What you are asked to do >> Below are some records. Print all of them exactly as they appear.

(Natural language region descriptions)

════════

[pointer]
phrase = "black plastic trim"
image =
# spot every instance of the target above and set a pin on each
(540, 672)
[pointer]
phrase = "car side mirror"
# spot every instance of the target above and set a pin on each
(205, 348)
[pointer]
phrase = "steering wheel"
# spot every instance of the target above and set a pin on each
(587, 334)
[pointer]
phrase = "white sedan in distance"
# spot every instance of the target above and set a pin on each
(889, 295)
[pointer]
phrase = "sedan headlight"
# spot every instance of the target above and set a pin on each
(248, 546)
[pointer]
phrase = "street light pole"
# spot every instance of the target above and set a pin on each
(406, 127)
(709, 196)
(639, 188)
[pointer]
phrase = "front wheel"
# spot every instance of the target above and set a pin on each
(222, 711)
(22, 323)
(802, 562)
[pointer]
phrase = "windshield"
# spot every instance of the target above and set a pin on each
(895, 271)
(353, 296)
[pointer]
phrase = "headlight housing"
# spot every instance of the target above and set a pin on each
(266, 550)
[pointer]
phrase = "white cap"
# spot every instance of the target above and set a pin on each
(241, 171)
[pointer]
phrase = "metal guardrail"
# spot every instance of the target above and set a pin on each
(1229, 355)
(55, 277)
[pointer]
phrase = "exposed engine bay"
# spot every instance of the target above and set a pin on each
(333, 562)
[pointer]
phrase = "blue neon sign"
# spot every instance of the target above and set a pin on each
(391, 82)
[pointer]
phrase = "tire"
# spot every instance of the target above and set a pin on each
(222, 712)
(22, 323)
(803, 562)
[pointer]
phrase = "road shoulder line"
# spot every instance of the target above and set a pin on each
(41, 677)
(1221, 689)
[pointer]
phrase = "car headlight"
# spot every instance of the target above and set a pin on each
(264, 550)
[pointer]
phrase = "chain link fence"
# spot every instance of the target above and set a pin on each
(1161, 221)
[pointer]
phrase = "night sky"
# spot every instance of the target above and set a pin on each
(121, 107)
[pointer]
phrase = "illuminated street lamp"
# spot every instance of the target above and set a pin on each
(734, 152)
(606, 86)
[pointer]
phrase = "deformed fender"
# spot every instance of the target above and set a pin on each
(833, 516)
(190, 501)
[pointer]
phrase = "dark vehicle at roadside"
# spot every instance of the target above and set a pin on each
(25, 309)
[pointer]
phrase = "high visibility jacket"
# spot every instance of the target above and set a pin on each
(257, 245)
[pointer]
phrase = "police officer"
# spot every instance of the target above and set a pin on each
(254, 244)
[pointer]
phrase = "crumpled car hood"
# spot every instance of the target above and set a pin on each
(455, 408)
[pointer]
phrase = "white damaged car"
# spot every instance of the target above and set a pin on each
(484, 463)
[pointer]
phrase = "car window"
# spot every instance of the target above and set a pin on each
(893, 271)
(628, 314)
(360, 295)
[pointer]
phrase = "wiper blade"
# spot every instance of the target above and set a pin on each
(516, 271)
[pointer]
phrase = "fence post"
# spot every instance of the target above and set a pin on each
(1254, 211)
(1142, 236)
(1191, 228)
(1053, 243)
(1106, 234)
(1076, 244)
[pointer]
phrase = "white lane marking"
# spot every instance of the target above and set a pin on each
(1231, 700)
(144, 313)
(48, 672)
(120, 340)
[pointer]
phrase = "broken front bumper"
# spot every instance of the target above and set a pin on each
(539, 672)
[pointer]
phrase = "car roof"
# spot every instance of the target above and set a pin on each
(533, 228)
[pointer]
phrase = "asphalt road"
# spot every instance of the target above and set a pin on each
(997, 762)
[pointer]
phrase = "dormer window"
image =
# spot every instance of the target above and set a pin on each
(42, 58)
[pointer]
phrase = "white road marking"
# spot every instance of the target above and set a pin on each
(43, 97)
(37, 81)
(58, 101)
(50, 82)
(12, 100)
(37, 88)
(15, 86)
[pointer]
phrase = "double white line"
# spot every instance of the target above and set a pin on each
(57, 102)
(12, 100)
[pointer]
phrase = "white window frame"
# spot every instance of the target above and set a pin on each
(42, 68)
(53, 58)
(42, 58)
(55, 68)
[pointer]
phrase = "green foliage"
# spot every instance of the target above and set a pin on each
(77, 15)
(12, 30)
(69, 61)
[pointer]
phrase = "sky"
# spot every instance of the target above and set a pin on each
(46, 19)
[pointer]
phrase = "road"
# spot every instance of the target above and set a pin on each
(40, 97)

════════

Solved exercise >>
[pointer]
phrase = "black plastic trim"
image =
# spot every instance of the target above and set a pin on each
(540, 672)
[pointer]
phrase = "car side mirror"
# spot every instance of the target above and set a pin on each
(205, 348)
[pointer]
phrase = "steering wheel"
# spot every instance of the target above and set a pin on each
(587, 334)
[pointer]
phrase = "white sedan in distance"
# spot every instance of the target above and set a pin on each
(889, 295)
[pointer]
phrase = "sedan headlight"
# spot every instance of the target above and set a pin on each
(248, 546)
[pointer]
phrase = "street light pole"
# spot every instance of the target above and set a pin on each
(406, 127)
(709, 196)
(639, 188)
[pointer]
phrase = "front wheel"
# spot every instance of the target above and set a pin on each
(222, 711)
(22, 323)
(802, 562)
[pointer]
phrase = "windshield"
# spot every instance of the target above and set a pin on each
(895, 271)
(353, 296)
[pointer]
phrase = "headlight housing"
# spot every instance of the target above and set a pin on each
(266, 550)
[pointer]
phrase = "white cap"
# spot every instance of the target above and set a pin on each
(241, 171)
[pointer]
phrase = "metal guardrail"
# spot every instance of the target above and set a pin on each
(1229, 355)
(55, 277)
[pointer]
phrase = "exposed engine bay"
# spot every instance of the target above and set a pin on each
(333, 562)
[pointer]
phrase = "blue neon sign"
# spot every instance of the target above and set a pin on each
(391, 82)
[pointer]
phrase = "tire"
# spot every instance of the target above and set a pin on each
(222, 712)
(22, 323)
(803, 562)
[pointer]
phrase = "road shoulder line"
# spot every instance of the target above and set a pin on each
(41, 677)
(1221, 689)
[pointer]
phrase = "car headlight"
# spot every instance of the target above and set a pin on each
(264, 550)
[pointer]
phrase = "chain link fence"
# spot every instance of the target above and set a pin on each
(1161, 221)
[pointer]
phrase = "night sky"
# spot every instance of the target above and set a pin on each
(121, 107)
[pointer]
phrase = "illuminated street lamp"
# spot every instance of the target above and set a pin on each
(734, 152)
(606, 86)
[pointer]
phrase = "deformed fender"
# spot every instance of the target above and set a pin on each
(833, 516)
(190, 501)
[pointer]
phrase = "dark vehicle at roadside"
# spot every instance of the target above and set a pin on each
(25, 309)
[pointer]
phrase = "high visibility jacket"
# spot every instance of the target above and set a pin on each
(257, 245)
[pointer]
phrase = "police officer"
# spot every instance of the target above and set a pin on each
(254, 244)
[pointer]
phrase = "crumpled car hood"
# spot every instance of the target above and set a pin on each
(455, 408)
[pointer]
phrase = "white damaged car"
# spot every instance of the target above and set a pin on each
(484, 463)
[pointer]
phrase = "car window"
# spot every instance of the target above and set a pin on each
(893, 271)
(628, 314)
(360, 295)
[pointer]
phrase = "wiper blade"
# spot every instance of the target above and set a pin on each
(516, 271)
[pointer]
phrase = "fence post"
# spot every instance of the target above and set a pin on each
(1254, 211)
(1142, 236)
(1191, 228)
(1053, 243)
(1106, 234)
(1076, 244)
[pointer]
phrase = "white lane marking"
# spot every instance of the target above and set a pin on each
(1231, 700)
(144, 313)
(48, 672)
(120, 340)
[pointer]
phrase = "broken front bumper"
# spot every instance of the target above and set a pin on each
(539, 672)
[pointer]
phrase = "car roof"
# spot every instance of the target above and set a pin on each
(533, 228)
[pointer]
phrase = "asphalt road"
# spot every instance of the target above and set a pin on each
(997, 762)
[pointer]
phrase = "dormer window"
image =
# spot every instance of the target above and set a pin on each
(42, 58)
[pointer]
phrase = "white road marking"
# spot every instance of the target above and set a pin on each
(43, 97)
(37, 81)
(58, 101)
(50, 82)
(12, 100)
(37, 88)
(15, 86)
[pointer]
phrase = "double white line"
# spot every instance of the target above and set a pin on each
(57, 102)
(12, 100)
[pointer]
phrase = "white window frame"
# spot every instance of the target above and set a pin on each
(42, 68)
(53, 58)
(42, 58)
(55, 68)
[pointer]
phrase = "green foliage"
# spot every instance of the target above and set a pin on each
(77, 15)
(12, 30)
(69, 61)
[pointer]
phrase = "sky"
# spot every instance of the target above and set a pin on each
(46, 19)
[pointer]
phrase = "road"
# spot every instance of the target above and set a pin on each
(40, 97)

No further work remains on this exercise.